** Begin SOURCE PASSAGE **

We focus in the following on PICs for linear optics featuring beamsplitters and phase shifters, but our approach is generalizable to PICs manipulating for instance polarization of photons and featuring non-linear optical elements.

2. MODELLING PHOTONIC INTEGRATED CIRCUIT IMPERFECTIONS

The relevant imperfections in PICs for linear optics are as shown in Fig. 1(a):

  • • Beamsplitter reflectivity deviating from the target value. On-chip beamsplitters are realized by directional couplers [30]. Fabrication introduces random and systematic errors. Systematic errors also occur due to deviations of the light wavelength of the user from the fabrication wavelength. For universal-scheme PICs, which can in practice implement any unitary matrix acting on the spatial input modes, beamsplitter errors reduce the number of implementable unitary matrices [20,31].
  • • Passive phases [32] due to waveguide length differences and inhomogeneities of the refractive index. As a consequence, phase shifters induce a non-zero phase even when no voltage/electric current is applied. Passive phases add a layer of difficulty to the characterization process.
  • • Crosstalk induced by reconfigurable components. For instance, heat produced by a thermo-optic phase shifter [33] diffuses and distorts the action of other phase shifters [34]. Crosstalk is also expected in the case of phase shifters harnessing strain-induced birefringence [35] or the electro-optic effect [36]. Electric crosstalk can occur if the phase shifters share a common electric ground.
  • • Inhomogeneous input and output optical transmissions, due to differences in the optical coupling to the PIC or in light detection efficiencies. In practice, absorption losses in the PIC waveguides may not be entirely homogeneous. Nevertheless, we will assume uniformity of internal absorption losses.

The number of modes $m$ of a PIC is the number of input/output ports. The physical action of a PIC is encapsulated in an $m \times m$ matrix $U$ whose element $|{u_{i,j}}{|^2}$ represents the probability that photons injected in the input port $j$ exit through the output port $i$. This picture is valid both in classical electrodynamics and in quantum optics. $U$ may be non unitary to account for losses in the system. We use the following convention for an on-chip beamsplitter of reflectivity $R$:

$$\left[{\begin{array}{*{20}{c}}{\sqrt R}&{i\sqrt {1 - R}}\\{i\sqrt {1 - R}}&{\sqrt R}\end{array}} \right].$$

The matrix $U(\vec \phi ,\vec R)$ implemented by a PIC with phases $\vec \phi$ on its phase shifters and beamsplitters of reflectivity $\vec R$ is the matrix product of its individual components. If the ${i^{{\rm th}}}$ input (resp. output) port has optical transmission $T$, we model this by multiplying the ${i^{{\rm th}}}$ column (resp. row) of $U(\vec \phi ,\vec R)$ by $\sqrt T$. The lists of optical input and output transmissions are denoted ${\vec T_{{\rm in}}}$ and ${\vec T_{{\rm out}}}$. We normalize the maximum value of ${\vec T_{{\rm out}}}$ to 1; hence, ${\vec T_{{\rm in}}}$ contains both the input inhomogeneities and the uniform global setup losses. The resulting $m \times m$ matrix modelling the PIC is denoted $U(\vec \phi ,\vec R,{\vec T_{{\rm in}}},{\vec T_{{\rm out}}})$.

** End SOURCE PASSAGE **
** Begin PROVIDED MATERIAL **

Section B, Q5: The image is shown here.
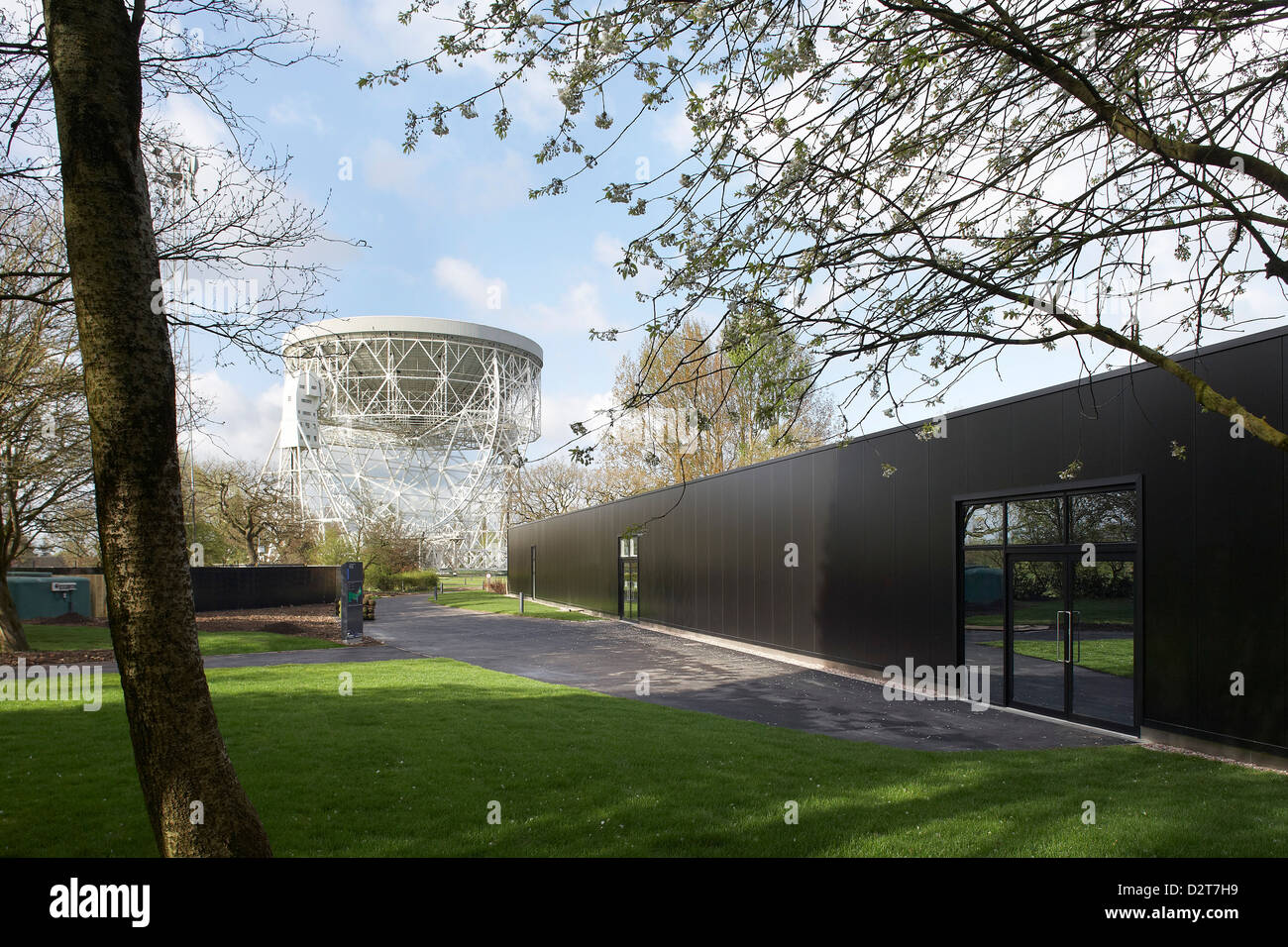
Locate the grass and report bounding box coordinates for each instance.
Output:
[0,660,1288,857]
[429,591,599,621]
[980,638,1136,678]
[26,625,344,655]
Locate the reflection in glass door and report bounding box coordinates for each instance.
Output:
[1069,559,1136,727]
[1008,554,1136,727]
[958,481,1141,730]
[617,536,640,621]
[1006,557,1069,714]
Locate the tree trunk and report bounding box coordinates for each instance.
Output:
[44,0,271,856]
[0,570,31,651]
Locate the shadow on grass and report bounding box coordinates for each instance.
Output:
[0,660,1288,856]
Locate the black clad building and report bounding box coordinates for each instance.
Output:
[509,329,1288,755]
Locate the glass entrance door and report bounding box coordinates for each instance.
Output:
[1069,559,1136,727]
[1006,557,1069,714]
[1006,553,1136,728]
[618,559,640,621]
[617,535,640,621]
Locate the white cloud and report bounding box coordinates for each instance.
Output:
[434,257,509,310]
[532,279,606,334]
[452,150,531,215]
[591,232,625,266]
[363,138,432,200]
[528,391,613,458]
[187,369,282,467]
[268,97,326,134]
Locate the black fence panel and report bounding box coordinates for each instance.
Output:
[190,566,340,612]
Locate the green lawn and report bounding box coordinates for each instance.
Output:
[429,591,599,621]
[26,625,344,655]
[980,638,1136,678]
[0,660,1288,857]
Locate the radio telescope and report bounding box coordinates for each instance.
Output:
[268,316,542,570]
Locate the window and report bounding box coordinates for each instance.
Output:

** End PROVIDED MATERIAL **

> _PROBLEMS TO SOLVE_:
**1.** In the passage on photonic circuit imperfections, what are on-chip beamsplitters realized by?
**2.** From the passage on photonic circuit imperfections, return the stretch that begins at the words "2. MODELLING PHOTONIC" and stops after "unitary matrices [20,31].", copied word for word.

> _REPLIES_:
**1.** Directional couplers.

**2.**
2. MODELLING PHOTONIC INTEGRATED CIRCUIT IMPERFECTIONS

The relevant imperfections in PICs for linear optics are as shown in Fig. 1(a):

  • • Beamsplitter reflectivity deviating from the target value. On-chip beamsplitters are realized by directional couplers [30]. Fabrication introduces random and systematic errors. Systematic errors also occur due to deviations of the light wavelength of the user from the fabrication wavelength. For universal-scheme PICs, which can in practice implement any unitary matrix acting on the spatial input modes, beamsplitter errors reduce the number of implementable unitary matrices [20,31].